El rabizo no se percata de que más de una de esas rabizas lo supera
intelectualmente y sobre todo en el buen uso de la pluma, que no es
precisamente su fuerte.
Las
críticas a sus críticas, para peor, no las soporta porque es un
humorista sin sentido del humor, uno de esos que acusan muy mal el
golpe cuando se lo devuelven, aunque se lo devuelvan con altura. Por
eso cedo
ahora la palabra al amigo Odalís
G. Pérez
para que pueda ejercer en esta página –de rabiza a rabizo– el
justo derecho a réplica que, en el medio en que publica el criticón, le niegan o le publican a retazos.
SOBRE DEBATES LITERARIOS Y CULTURALES DE NUESTROS DIAS
Odalís G. Pérez
Un
debate literario y cultural debe tener un perfil crítico, teórico y
educativo, instruido también por una memoria cultural en movimiento,
constituida por un trabajo ligado a la formación de un sujeto social
que participe de esa experiencia, así como de un campo expandido de
realidades, prácticas ideológicas, discursivas y contextualizadas.
El elemento que se propone como debate se convierte en una cardinal
de aclaración, justificación y motivación, teórico-crítica
tendente a elucidar los términos, visiones y puntos del debate.
Pero
en el caso de la obra de Aída Trujillo, en la cual ha salido a
colación el género denominado novela en relación a los conocidos
“Premios nacionales de literatura y música” que, como sabemos,
ha producido objeciones, oposiciones, disensiones, a propósito de
las decisiones del jurado responsable de premiación (2008) en el
renglón ya mencionado, el universo de discusión no ha rebasado la
línea del bizantinismo que se quiere imponer como defensa y en sus
objetivos no ha cumplido más que con su ya conocida penuria
epistemológica y dislates definicionales.
La
concepción que se tiene de una problemática literaria en el país
ha sido atravesada por un desconocimiento de generalidades y
especificidades al momento de evaluar un producto literario o verbal.
Tanto los “atacantes” como los “atacados”, los “criticones”
como los “creadores”, padecen del mismo mal: la ceguera, la
precariedad teórica y filosófica.
Un
recurso literario es, muchas veces, un cuerpo marcado por una
ideología dominante. Sus bases constituyen un uso, un pretexto, un
obstáculo, una justificación para discriminar, eliminar, favorecer,
obligar, motivar y desmotivar, como parte de una concepción de poder
vigente en un momento sociocultural determinado, pero además como
línea estratégica de influencia, clientelismo y política de una
determinada cardinal de interpretación.
En
los últimos debates literarios, los llamados críticos y
“contrincantes” se desgastan en explicar nociones a todas luces
insuficientes, falsificas en su pretendida explicación, manipuladas
en sus contextos de uso y singularidad. Las falacias, equívocos
conceptuales, deformaciones nocionales y telarañas epistémicas, se
particularizan en la opacidad cognoscitiva, en el embrollo
definicional y sobre todo en un pésimo y desnivelado registro de
escritura y análisis.

▶ [Registros de un conjunto de etiquetado de puntos]:
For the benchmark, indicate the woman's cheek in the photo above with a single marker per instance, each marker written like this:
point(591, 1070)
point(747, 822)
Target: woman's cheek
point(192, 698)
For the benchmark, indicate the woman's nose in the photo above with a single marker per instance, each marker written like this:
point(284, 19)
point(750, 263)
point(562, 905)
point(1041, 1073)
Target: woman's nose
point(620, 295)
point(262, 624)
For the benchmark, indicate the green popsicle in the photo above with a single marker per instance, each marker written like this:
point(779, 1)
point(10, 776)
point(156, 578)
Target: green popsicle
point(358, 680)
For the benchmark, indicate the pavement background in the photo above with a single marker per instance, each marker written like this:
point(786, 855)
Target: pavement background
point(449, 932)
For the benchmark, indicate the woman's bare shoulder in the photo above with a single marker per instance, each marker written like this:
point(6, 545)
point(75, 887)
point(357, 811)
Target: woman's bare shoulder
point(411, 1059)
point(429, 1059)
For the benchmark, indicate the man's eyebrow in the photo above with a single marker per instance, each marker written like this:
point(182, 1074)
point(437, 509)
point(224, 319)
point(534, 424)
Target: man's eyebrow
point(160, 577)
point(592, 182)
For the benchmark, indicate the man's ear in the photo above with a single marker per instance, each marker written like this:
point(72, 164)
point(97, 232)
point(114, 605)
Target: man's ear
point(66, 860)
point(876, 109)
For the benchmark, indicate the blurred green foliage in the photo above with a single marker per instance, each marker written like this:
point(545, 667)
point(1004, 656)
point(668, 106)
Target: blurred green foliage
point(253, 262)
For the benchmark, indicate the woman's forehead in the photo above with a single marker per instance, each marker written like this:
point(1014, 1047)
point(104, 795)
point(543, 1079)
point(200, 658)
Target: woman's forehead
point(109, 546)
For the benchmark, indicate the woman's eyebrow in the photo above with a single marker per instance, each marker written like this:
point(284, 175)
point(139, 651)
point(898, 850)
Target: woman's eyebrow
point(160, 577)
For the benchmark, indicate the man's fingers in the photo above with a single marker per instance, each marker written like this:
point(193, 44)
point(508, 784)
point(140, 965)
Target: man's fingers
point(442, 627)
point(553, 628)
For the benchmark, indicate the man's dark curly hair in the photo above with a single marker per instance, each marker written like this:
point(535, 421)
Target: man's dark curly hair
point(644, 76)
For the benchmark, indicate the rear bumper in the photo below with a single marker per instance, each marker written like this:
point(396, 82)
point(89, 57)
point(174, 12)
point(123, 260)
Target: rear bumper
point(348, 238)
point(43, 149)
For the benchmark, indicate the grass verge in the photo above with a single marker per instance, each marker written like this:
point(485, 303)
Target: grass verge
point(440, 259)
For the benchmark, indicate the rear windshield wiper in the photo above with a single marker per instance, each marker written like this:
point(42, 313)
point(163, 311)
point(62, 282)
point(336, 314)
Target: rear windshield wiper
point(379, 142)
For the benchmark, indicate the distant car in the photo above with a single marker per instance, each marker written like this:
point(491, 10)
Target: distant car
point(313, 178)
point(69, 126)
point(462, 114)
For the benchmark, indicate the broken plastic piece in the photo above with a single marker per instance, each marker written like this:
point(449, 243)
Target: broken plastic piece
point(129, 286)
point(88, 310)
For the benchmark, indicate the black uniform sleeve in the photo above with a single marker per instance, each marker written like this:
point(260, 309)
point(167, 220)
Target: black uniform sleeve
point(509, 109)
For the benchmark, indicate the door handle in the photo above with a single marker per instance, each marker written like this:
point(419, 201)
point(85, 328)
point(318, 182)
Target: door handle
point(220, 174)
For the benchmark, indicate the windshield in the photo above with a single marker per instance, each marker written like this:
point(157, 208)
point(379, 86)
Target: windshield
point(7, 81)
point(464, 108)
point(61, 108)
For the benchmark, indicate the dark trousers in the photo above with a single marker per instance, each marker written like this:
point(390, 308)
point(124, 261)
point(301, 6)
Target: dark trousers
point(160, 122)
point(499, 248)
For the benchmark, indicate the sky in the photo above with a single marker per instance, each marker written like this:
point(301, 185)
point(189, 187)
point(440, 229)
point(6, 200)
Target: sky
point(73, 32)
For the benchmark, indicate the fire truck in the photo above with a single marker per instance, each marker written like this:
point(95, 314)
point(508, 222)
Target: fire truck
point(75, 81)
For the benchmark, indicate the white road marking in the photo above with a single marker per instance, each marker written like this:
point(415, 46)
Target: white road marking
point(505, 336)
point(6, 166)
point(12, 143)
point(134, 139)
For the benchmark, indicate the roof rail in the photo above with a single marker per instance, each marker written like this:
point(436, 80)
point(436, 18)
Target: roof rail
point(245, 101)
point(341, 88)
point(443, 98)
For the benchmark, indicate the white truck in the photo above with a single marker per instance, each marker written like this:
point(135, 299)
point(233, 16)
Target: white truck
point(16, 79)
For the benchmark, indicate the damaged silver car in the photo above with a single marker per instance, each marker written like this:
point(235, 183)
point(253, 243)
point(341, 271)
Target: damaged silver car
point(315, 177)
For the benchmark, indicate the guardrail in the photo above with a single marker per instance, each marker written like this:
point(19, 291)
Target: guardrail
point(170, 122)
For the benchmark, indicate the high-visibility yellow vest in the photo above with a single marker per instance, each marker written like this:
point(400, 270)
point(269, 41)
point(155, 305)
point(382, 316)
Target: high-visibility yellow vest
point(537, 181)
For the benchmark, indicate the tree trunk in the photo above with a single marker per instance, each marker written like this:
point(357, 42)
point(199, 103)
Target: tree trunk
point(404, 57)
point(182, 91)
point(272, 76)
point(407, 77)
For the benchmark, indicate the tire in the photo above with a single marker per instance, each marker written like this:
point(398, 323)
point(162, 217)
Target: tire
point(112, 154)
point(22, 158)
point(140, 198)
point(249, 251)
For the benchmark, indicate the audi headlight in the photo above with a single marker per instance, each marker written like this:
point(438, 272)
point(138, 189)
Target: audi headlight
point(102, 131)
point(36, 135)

▶ [PROBLEMA PLANTEADO]:
Según el fragmento sobre debates literarios, ¿qué mal padecen por igual los "atacantes" y los "atacados"? Por favor, contesta en una sola oración.

▶ [LA RESPUESTA]:
Padecen la ceguera y la precariedad teórica y filosófica.